WHAT IS REQUIRED:
A precise copy of the data is required, with every picture left out.

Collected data
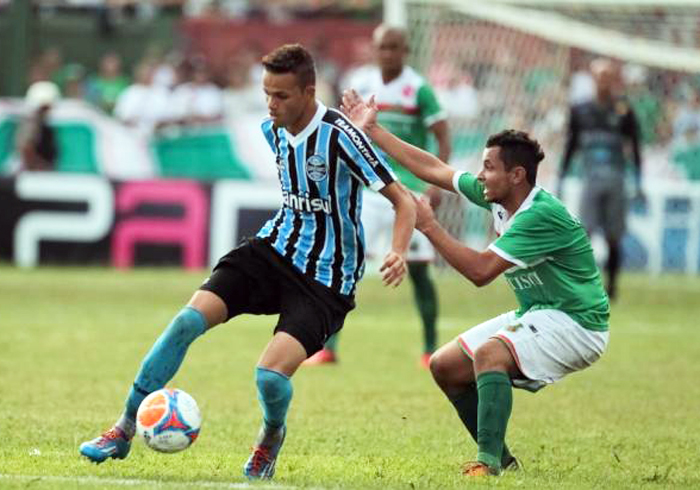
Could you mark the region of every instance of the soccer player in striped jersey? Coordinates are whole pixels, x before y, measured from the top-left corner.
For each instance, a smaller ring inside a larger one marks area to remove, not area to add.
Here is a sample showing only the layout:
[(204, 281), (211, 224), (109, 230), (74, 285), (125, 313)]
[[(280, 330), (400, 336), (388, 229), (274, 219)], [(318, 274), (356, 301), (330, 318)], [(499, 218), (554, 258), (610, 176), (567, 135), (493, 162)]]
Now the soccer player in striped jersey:
[(544, 152), (522, 131), (489, 137), (478, 175), (458, 172), (377, 124), (355, 92), (343, 106), (373, 141), (417, 177), (493, 215), (498, 238), (479, 252), (440, 226), (418, 201), (416, 228), (460, 274), (484, 286), (503, 274), (519, 308), (477, 325), (430, 358), (435, 382), (477, 442), (468, 476), (517, 468), (505, 444), (512, 387), (538, 391), (597, 361), (608, 344), (610, 305), (586, 230), (536, 184)]
[(115, 426), (80, 446), (95, 463), (123, 459), (141, 401), (177, 372), (190, 344), (242, 313), (279, 314), (256, 368), (263, 423), (243, 468), (271, 478), (286, 435), (291, 376), (343, 326), (364, 271), (362, 187), (381, 192), (395, 209), (392, 248), (380, 268), (386, 285), (406, 274), (415, 203), (367, 137), (315, 97), (315, 68), (300, 45), (263, 58), (270, 117), (262, 131), (282, 188), (282, 207), (254, 239), (221, 258), (211, 276), (166, 328), (141, 365)]

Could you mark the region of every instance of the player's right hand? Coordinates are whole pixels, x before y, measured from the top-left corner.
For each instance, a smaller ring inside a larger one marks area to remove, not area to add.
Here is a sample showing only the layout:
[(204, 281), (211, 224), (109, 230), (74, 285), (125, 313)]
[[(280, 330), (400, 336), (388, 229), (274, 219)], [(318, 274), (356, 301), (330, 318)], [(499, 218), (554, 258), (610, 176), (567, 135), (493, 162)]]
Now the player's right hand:
[(408, 266), (406, 265), (406, 259), (403, 255), (394, 252), (393, 250), (386, 254), (384, 257), (384, 262), (379, 268), (379, 272), (382, 273), (382, 281), (385, 286), (396, 287), (403, 281), (406, 272), (408, 271)]
[(345, 90), (340, 110), (365, 132), (377, 124), (378, 109), (374, 95), (365, 102), (354, 90)]

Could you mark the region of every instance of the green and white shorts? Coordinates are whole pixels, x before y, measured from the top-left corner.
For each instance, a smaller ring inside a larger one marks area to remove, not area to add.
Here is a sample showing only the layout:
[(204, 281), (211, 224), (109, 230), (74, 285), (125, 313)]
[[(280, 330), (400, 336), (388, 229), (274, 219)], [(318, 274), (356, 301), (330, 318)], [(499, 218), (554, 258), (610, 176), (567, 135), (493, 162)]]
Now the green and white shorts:
[(588, 330), (559, 310), (535, 310), (516, 318), (511, 311), (473, 327), (459, 337), (472, 360), (487, 340), (502, 340), (527, 380), (513, 386), (537, 391), (567, 374), (589, 367), (605, 352), (609, 333)]
[[(366, 251), (370, 260), (382, 260), (391, 249), (394, 214), (391, 201), (386, 197), (378, 192), (364, 192), (362, 196), (362, 227), (365, 230)], [(432, 262), (435, 260), (433, 245), (418, 230), (413, 230), (406, 260), (408, 262)]]

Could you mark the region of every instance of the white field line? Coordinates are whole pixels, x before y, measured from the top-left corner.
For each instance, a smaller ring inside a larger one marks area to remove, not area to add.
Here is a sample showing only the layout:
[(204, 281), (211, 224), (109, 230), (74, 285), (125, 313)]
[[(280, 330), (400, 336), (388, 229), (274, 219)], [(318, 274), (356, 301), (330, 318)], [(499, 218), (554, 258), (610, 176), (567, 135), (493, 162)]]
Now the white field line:
[(7, 475), (0, 473), (0, 481), (2, 480), (18, 480), (29, 482), (52, 482), (52, 483), (74, 483), (80, 485), (120, 485), (124, 487), (133, 487), (136, 485), (148, 485), (149, 487), (184, 487), (184, 488), (254, 488), (255, 490), (274, 489), (288, 490), (296, 487), (288, 485), (275, 485), (254, 483), (226, 483), (216, 481), (165, 481), (165, 480), (146, 480), (139, 478), (100, 478), (97, 476), (59, 476), (59, 475)]

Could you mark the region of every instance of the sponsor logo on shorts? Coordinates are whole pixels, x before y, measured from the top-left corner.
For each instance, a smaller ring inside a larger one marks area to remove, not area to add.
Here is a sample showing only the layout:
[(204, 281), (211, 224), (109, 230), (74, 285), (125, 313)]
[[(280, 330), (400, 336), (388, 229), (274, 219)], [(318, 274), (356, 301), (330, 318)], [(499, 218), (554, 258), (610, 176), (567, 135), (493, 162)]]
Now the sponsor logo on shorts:
[(520, 330), (521, 328), (523, 328), (523, 324), (522, 324), (522, 323), (514, 323), (513, 325), (508, 325), (508, 326), (506, 327), (506, 330), (508, 330), (509, 332), (517, 332), (517, 331)]
[(320, 155), (311, 155), (306, 160), (306, 176), (314, 182), (320, 182), (328, 176), (328, 165)]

THE ANSWER:
Could you mark the region of every instance of the soccer player in striped jersey? Coordinates are whole pixels, x before y, measured from the top-left corner.
For each instance, a smaller ring inside a larger one marks area to remove, not area to add.
Here is a sample showing only the layout:
[(204, 281), (211, 224), (109, 230), (74, 285), (125, 313)]
[[(280, 330), (400, 336), (388, 229), (274, 219)], [(318, 274), (356, 301), (330, 318)], [(499, 218), (554, 258), (610, 176), (567, 135), (493, 162)]]
Now the soccer player in striped jersey:
[(544, 152), (522, 131), (489, 137), (478, 175), (458, 172), (377, 124), (355, 92), (343, 106), (373, 141), (417, 177), (493, 215), (498, 238), (479, 252), (440, 226), (418, 201), (416, 228), (460, 274), (484, 286), (503, 274), (519, 308), (477, 325), (430, 358), (435, 382), (477, 442), (468, 476), (517, 468), (505, 444), (512, 387), (538, 391), (597, 361), (608, 344), (610, 305), (586, 230), (536, 184)]
[(115, 426), (80, 446), (95, 463), (123, 459), (141, 401), (177, 372), (190, 344), (242, 313), (279, 314), (256, 368), (263, 423), (243, 468), (271, 478), (286, 435), (291, 376), (343, 326), (364, 271), (362, 187), (381, 192), (395, 209), (392, 248), (380, 268), (386, 285), (406, 274), (415, 203), (367, 137), (315, 97), (315, 68), (300, 45), (263, 58), (270, 117), (262, 131), (282, 188), (282, 207), (254, 239), (221, 258), (211, 276), (166, 328), (141, 365)]

Could you mark the region of every instance of the player's right hand? Coordinates are whole pixels, x before y, measured from the top-left corner.
For each instance, a smaller ring inside a larger one marks area to remove, not area to add.
Here is a sample showing only the layout:
[(204, 281), (211, 224), (109, 230), (74, 285), (125, 313)]
[[(280, 330), (400, 336), (388, 229), (274, 219)], [(318, 274), (356, 301), (330, 318)], [(499, 218), (554, 258), (610, 176), (567, 135), (493, 162)]]
Now the player's right hand:
[(408, 266), (406, 265), (406, 259), (403, 255), (394, 252), (393, 250), (386, 254), (384, 257), (384, 262), (379, 268), (379, 272), (382, 273), (382, 281), (385, 286), (396, 287), (403, 281), (406, 272), (408, 271)]
[(345, 90), (340, 110), (365, 132), (377, 124), (378, 109), (374, 95), (365, 102), (354, 90)]

Could you mark the region of every instance of the green and white shorts? Coordinates are whole pixels, x before y, measured from the top-left corner.
For each instance, a smaller ring inside a larger one marks area to remove, not area to add.
Here is a sample showing only the layout:
[(204, 281), (211, 224), (109, 230), (74, 285), (125, 313)]
[[(280, 330), (400, 336), (388, 229), (274, 219)], [(318, 274), (356, 301), (330, 318)], [(499, 218), (554, 258), (610, 176), (567, 135), (493, 162)]]
Now the green and white shorts:
[(588, 330), (559, 310), (535, 310), (516, 318), (511, 311), (473, 327), (459, 337), (472, 360), (487, 340), (502, 340), (527, 380), (513, 386), (537, 391), (567, 374), (589, 367), (605, 352), (609, 333)]
[[(366, 251), (370, 260), (382, 260), (391, 249), (394, 214), (391, 201), (386, 197), (378, 192), (364, 192), (362, 196), (362, 227), (365, 230)], [(432, 262), (435, 260), (433, 245), (418, 230), (413, 230), (406, 260), (408, 262)]]

Could you mark the region of every instance of the white field line? Coordinates are whole pixels, x before y, measured from the top-left corner.
For each instance, a smaller ring inside a larger one marks area to remove, not area to add.
Here is a sample showing only the layout:
[(204, 281), (211, 224), (109, 230), (74, 285), (125, 313)]
[[(280, 330), (400, 336), (388, 229), (274, 219)], [(318, 274), (356, 301), (330, 318)], [(499, 218), (554, 258), (610, 176), (567, 135), (493, 162)]]
Now the white field line:
[(7, 475), (0, 473), (0, 481), (2, 480), (18, 480), (29, 482), (52, 482), (52, 483), (74, 483), (80, 485), (120, 485), (124, 487), (133, 487), (136, 485), (148, 485), (149, 487), (184, 487), (184, 488), (254, 488), (255, 490), (274, 489), (288, 490), (296, 487), (288, 485), (275, 485), (254, 483), (226, 483), (216, 481), (165, 481), (165, 480), (146, 480), (139, 478), (100, 478), (97, 476), (59, 476), (59, 475)]

Could you mark the region of every instance of the sponsor logo on shorts? Coordinates are whole pixels, x before y, measured from the top-left corner.
For each instance, a smaller ring inside a larger one marks area to remove, not area to add.
Here is a sample showing only the layout:
[(204, 281), (211, 224), (109, 230), (74, 285), (125, 313)]
[[(280, 330), (400, 336), (388, 229), (274, 219)], [(318, 274), (356, 301), (330, 318)], [(499, 218), (554, 258), (610, 176), (567, 135), (493, 162)]]
Now the sponsor logo on shorts:
[(520, 330), (521, 328), (523, 328), (523, 324), (522, 324), (522, 323), (514, 323), (513, 325), (508, 325), (508, 326), (506, 327), (506, 330), (508, 330), (509, 332), (517, 332), (517, 331)]
[(320, 155), (311, 155), (306, 160), (306, 176), (314, 182), (320, 182), (328, 176), (328, 165)]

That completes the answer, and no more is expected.